◆ What to work on
Reproduce the records below with every "noun phrase" changed to "target phrase", keeping all other text unaltered.

◆ Supplied records
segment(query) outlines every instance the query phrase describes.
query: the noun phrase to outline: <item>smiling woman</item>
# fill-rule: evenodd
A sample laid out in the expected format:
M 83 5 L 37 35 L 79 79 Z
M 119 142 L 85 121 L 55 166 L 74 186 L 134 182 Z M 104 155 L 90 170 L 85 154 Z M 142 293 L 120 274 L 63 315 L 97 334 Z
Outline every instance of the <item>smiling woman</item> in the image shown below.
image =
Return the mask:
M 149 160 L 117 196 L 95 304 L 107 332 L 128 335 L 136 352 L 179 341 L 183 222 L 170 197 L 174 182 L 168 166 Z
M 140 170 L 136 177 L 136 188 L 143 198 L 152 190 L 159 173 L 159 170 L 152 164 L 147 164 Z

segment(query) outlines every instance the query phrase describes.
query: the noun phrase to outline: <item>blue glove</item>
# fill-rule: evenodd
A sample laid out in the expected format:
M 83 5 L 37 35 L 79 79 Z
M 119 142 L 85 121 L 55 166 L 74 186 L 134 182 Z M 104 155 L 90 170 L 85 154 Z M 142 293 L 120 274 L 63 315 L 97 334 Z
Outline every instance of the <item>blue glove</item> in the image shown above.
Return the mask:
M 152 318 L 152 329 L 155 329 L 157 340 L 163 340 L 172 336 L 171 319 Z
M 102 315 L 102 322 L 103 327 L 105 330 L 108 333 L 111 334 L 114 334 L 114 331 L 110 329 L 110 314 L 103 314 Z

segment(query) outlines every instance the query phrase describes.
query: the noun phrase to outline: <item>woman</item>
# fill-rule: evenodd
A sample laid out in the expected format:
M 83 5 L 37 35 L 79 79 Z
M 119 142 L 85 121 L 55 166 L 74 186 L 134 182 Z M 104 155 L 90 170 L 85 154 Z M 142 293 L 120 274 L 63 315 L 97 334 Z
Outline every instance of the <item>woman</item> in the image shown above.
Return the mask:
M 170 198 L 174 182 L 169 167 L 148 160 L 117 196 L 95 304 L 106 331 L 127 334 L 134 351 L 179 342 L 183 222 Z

◆ Task response
segment(query) outlines every instance the query phrase describes.
query: the target phrase to outline: <item>smiling woman</item>
# fill-rule: evenodd
A sample laid out in the expected format:
M 83 5 L 37 35 L 79 79 Z
M 119 142 L 85 121 L 55 166 L 74 186 L 134 182 Z M 104 155 L 90 170 L 85 154 Z M 142 293 L 120 274 L 63 315 L 97 334 Z
Outline every instance of the <item>smiling woman</item> in the image shown below.
image =
Return the mask:
M 149 160 L 117 196 L 95 304 L 107 332 L 128 335 L 136 352 L 179 341 L 183 222 L 170 197 L 174 182 L 168 166 Z
M 140 170 L 136 177 L 136 188 L 143 198 L 152 190 L 159 173 L 159 170 L 152 164 L 147 164 Z

segment(query) outlines every instance the query phrase describes.
query: the target phrase to outline: <item>blue glove</item>
# fill-rule: evenodd
A sample laid out in the expected format:
M 83 5 L 37 35 L 79 79 Z
M 119 142 L 85 121 L 55 166 L 74 186 L 134 182 Z M 104 155 L 90 170 L 85 154 Z M 142 293 L 120 274 L 63 315 L 97 334 Z
Outline every instance of the <item>blue glove</item> in the image shown above.
Return the mask:
M 152 318 L 152 329 L 155 329 L 157 340 L 163 340 L 172 336 L 171 319 Z
M 102 315 L 102 322 L 103 327 L 105 330 L 108 333 L 111 334 L 114 334 L 114 331 L 110 329 L 110 314 L 103 314 Z

segment(query) outlines every instance the query phrase describes.
query: the target phrase to outline: <item>woman</item>
# fill-rule: evenodd
A sample laid out in the expected format:
M 83 5 L 37 35 L 79 79 Z
M 119 142 L 85 121 L 55 166 L 74 186 L 134 182 Z M 104 155 L 90 170 L 85 154 Z M 142 293 L 120 274 L 63 315 L 97 334 Z
Outline every instance of the <item>woman</item> in the image shown above.
Return the mask:
M 170 198 L 174 182 L 169 167 L 148 160 L 117 196 L 95 304 L 106 331 L 127 334 L 134 351 L 179 342 L 183 222 Z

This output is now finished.